REQUIRED WORK
Please format every one of the records below as a numbered list, skipping any blank lines. Leave the pictures out of your answer.

Image object location records
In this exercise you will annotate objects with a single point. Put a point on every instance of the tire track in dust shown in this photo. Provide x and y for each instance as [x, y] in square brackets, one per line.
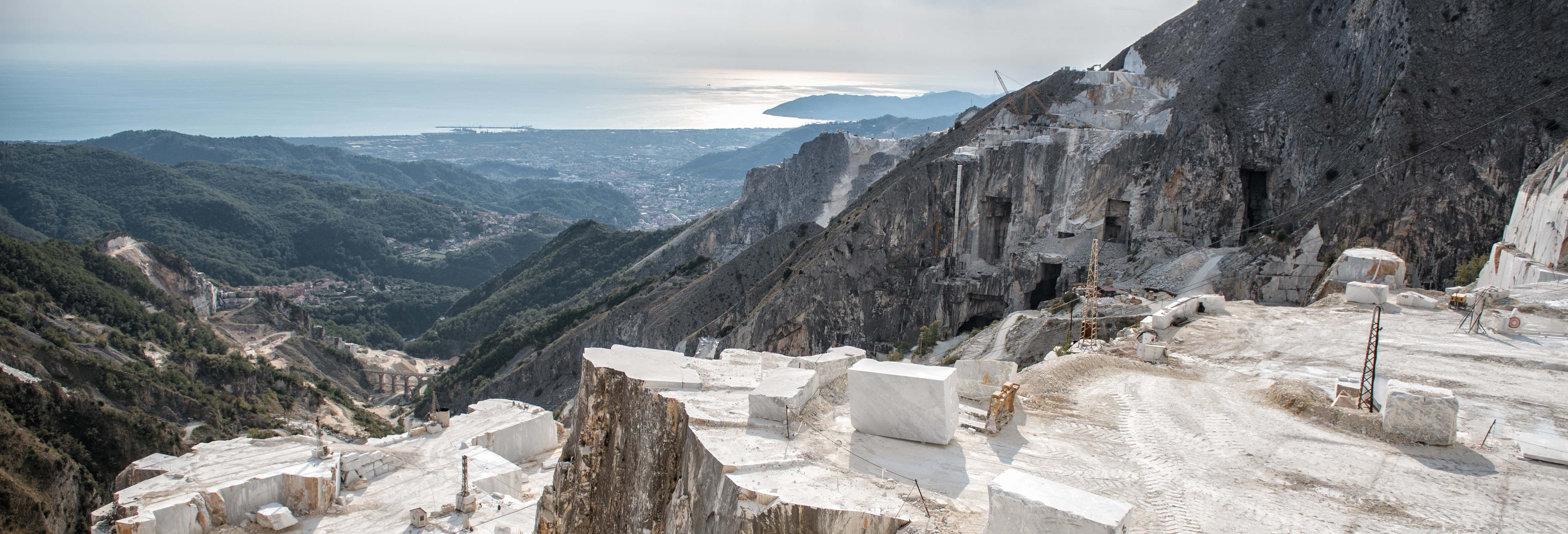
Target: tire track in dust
[1161, 475]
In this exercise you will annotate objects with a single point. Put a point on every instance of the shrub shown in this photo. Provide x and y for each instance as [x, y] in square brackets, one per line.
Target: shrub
[1470, 270]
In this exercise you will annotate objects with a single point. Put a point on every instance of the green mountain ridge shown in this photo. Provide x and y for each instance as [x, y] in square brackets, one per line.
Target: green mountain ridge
[733, 165]
[82, 395]
[446, 182]
[571, 264]
[241, 225]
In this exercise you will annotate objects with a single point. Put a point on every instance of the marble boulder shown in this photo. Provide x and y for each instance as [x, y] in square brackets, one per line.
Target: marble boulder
[905, 401]
[1420, 412]
[783, 389]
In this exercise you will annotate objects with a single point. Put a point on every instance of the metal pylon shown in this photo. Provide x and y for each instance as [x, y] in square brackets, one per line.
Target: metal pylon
[1369, 364]
[1090, 315]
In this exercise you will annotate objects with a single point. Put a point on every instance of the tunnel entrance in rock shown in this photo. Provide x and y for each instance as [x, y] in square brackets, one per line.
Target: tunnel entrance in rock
[996, 215]
[1255, 195]
[1046, 285]
[1255, 203]
[1115, 228]
[979, 322]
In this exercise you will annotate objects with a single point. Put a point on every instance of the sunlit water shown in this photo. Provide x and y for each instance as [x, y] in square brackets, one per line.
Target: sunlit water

RESPONSE TO THE TASK
1. In this exercise you will annotate objects with a single point. Put a point on every instance of the tire track in dust shown in this photo. Provide x and y for each instance as [x, y] in square brackets, one per line.
2. Target: tire track in dust
3. [1161, 475]
4. In this exercise you will annotate objects with a single point. Put a point on every instance of the shrub shown in this photo. Provide x and y for each instance as [x, y] in square brackets, one per line.
5. Target: shrub
6. [1470, 270]
7. In this exercise you will annotate objects with a single point. Put a point on every instance of the green mountain ridge shown in this photo. Provide x and y for each instance as [x, y] in square brackets, one per line.
8. Target: green mountain ridge
9. [733, 165]
10. [82, 395]
11. [446, 182]
12. [571, 264]
13. [241, 225]
14. In this exercise you will annotate objects with a single point. Put a point on every instance of the marble boulder shown in this photo. Provide x and y for each instance as [x, y] in square brackets, one per line.
15. Target: marble boulder
16. [905, 401]
17. [1420, 412]
18. [783, 389]
19. In this exercise you will annotate objects with a single point. Put a point on every instance of the metal pylon shown in this photo. Provide x and y for each instance as [x, y] in square brackets, one per line.
20. Target: metal pylon
21. [1369, 364]
22. [1090, 315]
23. In this exercise you will annotate objects with a single point. Put a point on every instance of the tunnel entrance in rock shown in this photo. Provide x and y for each instance as [x, y] in square brackets, one per line.
24. Target: tunnel entrance in rock
25. [996, 215]
26. [1255, 195]
27. [1046, 285]
28. [1255, 203]
29. [1115, 228]
30. [979, 322]
31. In this exercise you will annotate objects with a single point. Put a point on every instance of the sunlit water shown in this photo. Provide x and y for each instance as [x, y] in square brackets, one per line.
32. Target: sunlit water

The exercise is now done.